● SUPPLIED PASSAGE:
%%
The Piano Teacher: Payam Khastkhodaei
The instructor rethinking the approach to music lessons.
By Sarah Stackhouse February 18, 2026
This article originally appeared in the January/February 2026 issue of Seattle magazine.
When Payam Khastkhodaei began teaching piano to a family friend’s daughter in his Bothell home at 16, he relied on the same method he had been taught as a kid—classical songbooks, rigid practice, and pieces he never connected with. It didn’t take long to see she was losing interest. “I had learned from the Alfred and Faber piano books, and the disconnect that existed with me in my learning journey was there with my students as well,” he recalls.
In 2025, eight years after opening Payam Music in that Bothell house and 16 years after the first lesson, the school added new locations in Santa Monica and Los Altos. Nearly 500 students now study across four sites. Washington expansions are planned in Seattle, Bellevue, Redmond/Kirkland, and Issaquah/Sammamish, with waitlists open in more than 20 states.
When Khastkhodaei was in graduate school, studying developmental psychology and pediatrics—including how the brain learns language—he began questioning why beginners were asked to read sheet music before they could play piano. “Music’s the only language that’s taught backwards,” he says. He spent several years developing an alphanumeric method built on letters and numbers that teaches patterns, chords, and melodies first. The curriculum now spans 18 levels, from beginner to post-diploma level.
%%
● EXERCISE SET:
**a)** Decide whether each statement agrees with the article, answering yes or no and quoting the deciding words from it: (i) Khastkhodaei first taught piano at age 16 in his Bothell home; (ii) in 2025 the school opened new locations in Santa Monica and Los Angeles; (iii) the curriculum now has 12 levels.
**b)** According to the article, how many students now study at Payam Music, and across how many sites?
**c)** Please copy the article word for word, everything from "In 2025, eight" down to "than 20 states.".

● EXCERPTED RECORDS:
%%
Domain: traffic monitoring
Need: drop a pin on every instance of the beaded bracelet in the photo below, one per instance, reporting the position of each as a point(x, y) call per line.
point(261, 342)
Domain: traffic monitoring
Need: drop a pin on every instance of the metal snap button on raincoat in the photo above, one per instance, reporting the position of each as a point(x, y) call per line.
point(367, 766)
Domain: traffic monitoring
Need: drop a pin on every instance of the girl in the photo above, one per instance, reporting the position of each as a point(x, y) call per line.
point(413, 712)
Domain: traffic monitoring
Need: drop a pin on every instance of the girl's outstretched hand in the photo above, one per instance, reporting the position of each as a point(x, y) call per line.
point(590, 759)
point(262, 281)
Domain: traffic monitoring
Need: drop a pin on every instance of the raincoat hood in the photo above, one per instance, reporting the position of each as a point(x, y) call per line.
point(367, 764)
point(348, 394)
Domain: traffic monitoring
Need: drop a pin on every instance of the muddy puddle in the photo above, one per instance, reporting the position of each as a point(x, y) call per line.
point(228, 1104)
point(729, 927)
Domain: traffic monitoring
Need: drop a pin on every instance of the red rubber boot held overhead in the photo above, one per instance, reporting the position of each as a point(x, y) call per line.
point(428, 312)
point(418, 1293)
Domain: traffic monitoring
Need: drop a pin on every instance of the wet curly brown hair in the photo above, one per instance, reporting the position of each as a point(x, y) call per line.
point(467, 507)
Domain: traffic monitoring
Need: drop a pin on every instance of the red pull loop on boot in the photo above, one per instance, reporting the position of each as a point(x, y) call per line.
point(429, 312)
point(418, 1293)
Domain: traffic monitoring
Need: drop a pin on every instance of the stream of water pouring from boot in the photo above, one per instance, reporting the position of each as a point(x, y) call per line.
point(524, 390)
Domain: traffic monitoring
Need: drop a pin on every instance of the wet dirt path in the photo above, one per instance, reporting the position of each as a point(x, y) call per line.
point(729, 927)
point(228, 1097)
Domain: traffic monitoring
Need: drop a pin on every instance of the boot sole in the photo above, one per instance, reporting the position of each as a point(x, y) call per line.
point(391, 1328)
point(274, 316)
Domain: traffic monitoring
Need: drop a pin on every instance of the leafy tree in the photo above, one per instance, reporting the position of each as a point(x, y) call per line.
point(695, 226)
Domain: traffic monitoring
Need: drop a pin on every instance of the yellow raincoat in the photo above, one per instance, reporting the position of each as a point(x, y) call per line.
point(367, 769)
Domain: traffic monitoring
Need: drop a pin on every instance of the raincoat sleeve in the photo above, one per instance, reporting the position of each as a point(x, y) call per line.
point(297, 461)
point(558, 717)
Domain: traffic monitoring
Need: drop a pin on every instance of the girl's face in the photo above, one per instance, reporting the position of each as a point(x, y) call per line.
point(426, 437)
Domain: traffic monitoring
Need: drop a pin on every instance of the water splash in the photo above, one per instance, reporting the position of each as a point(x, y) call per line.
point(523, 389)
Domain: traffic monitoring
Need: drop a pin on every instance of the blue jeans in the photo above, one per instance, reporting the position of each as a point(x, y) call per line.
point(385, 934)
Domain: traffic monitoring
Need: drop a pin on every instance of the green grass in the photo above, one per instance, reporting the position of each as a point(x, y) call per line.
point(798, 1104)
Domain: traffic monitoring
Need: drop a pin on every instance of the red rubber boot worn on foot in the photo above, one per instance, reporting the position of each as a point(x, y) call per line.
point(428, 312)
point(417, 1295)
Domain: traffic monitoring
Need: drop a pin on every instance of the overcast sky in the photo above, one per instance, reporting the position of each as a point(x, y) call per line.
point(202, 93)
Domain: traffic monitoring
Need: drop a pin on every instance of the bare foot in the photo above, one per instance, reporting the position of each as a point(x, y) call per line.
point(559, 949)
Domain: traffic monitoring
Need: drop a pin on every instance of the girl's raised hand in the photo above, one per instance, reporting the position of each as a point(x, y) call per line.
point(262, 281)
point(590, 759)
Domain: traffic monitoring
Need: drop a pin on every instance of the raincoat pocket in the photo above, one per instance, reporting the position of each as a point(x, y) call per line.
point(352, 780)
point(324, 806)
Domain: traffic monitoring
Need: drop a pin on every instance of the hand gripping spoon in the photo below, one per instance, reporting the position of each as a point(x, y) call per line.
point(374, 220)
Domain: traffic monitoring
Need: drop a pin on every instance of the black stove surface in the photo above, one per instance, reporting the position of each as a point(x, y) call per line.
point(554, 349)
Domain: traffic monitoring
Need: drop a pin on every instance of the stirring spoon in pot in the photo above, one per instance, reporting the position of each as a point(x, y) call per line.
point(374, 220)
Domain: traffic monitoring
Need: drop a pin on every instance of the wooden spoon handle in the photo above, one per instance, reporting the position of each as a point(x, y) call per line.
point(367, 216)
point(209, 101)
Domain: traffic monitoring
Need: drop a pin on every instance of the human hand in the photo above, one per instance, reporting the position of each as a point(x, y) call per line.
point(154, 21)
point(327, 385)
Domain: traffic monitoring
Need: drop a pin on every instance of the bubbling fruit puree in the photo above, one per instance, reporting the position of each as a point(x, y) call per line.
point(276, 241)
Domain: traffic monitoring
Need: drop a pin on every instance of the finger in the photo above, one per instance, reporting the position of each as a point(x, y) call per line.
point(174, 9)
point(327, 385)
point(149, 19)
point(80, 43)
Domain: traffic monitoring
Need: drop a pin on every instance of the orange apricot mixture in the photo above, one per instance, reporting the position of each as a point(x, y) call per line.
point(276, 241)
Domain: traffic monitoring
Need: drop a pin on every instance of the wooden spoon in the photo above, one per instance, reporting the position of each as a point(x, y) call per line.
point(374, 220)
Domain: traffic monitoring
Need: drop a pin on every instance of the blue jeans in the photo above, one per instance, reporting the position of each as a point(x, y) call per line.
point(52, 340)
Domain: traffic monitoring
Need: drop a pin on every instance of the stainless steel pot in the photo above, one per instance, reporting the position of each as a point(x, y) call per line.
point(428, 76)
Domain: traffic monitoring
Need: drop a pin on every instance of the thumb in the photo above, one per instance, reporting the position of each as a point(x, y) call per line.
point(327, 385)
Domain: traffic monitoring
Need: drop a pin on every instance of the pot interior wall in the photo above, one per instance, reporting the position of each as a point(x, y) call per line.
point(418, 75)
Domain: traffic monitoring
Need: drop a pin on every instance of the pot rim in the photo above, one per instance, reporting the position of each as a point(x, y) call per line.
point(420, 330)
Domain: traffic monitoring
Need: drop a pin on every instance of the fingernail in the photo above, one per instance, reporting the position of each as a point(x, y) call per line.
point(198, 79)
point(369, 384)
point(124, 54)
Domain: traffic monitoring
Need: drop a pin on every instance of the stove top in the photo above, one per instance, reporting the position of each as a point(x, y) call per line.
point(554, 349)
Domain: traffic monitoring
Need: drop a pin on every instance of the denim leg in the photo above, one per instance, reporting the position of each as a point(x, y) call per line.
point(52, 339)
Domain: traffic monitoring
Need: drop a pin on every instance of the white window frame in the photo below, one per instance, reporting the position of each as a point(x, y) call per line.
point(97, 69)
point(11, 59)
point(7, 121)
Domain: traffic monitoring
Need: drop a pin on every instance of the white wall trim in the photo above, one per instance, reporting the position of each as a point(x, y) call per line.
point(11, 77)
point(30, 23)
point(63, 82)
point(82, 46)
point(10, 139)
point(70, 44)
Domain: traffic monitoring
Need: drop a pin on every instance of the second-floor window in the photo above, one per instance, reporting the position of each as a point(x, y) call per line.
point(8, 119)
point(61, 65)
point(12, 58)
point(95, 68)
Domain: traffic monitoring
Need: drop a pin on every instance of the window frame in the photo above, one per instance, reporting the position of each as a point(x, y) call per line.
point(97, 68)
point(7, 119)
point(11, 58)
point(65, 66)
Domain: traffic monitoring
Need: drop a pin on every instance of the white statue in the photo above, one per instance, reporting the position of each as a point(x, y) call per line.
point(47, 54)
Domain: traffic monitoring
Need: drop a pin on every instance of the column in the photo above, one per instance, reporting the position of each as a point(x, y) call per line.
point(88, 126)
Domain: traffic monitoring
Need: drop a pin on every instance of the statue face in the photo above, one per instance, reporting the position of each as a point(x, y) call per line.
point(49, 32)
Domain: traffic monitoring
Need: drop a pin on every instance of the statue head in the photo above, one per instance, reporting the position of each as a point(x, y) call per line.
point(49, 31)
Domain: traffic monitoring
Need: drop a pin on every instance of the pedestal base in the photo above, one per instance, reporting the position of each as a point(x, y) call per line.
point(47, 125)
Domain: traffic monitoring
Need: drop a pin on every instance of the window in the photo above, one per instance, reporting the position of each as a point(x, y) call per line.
%%
● SOLUTIONS BY TASK:
**a)**
(i) Yes: "began teaching piano to a family friend’s daughter in his Bothell home at 16"
(ii) No: "the school added new locations in Santa Monica and Los Altos"
(iii) No: "The curriculum now spans 18 levels"

**b)** Nearly 500 students study across four sites.

**c)**
In 2025, eight years after opening Payam Music in that Bothell house and 16 years after the first lesson, the school added new locations in Santa Monica and Los Altos. Nearly 500 students now study across four sites. Washington expansions are planned in Seattle, Bellevue, Redmond/Kirkland, and Issaquah/Sammamish, with waitlists open in more than 20 states.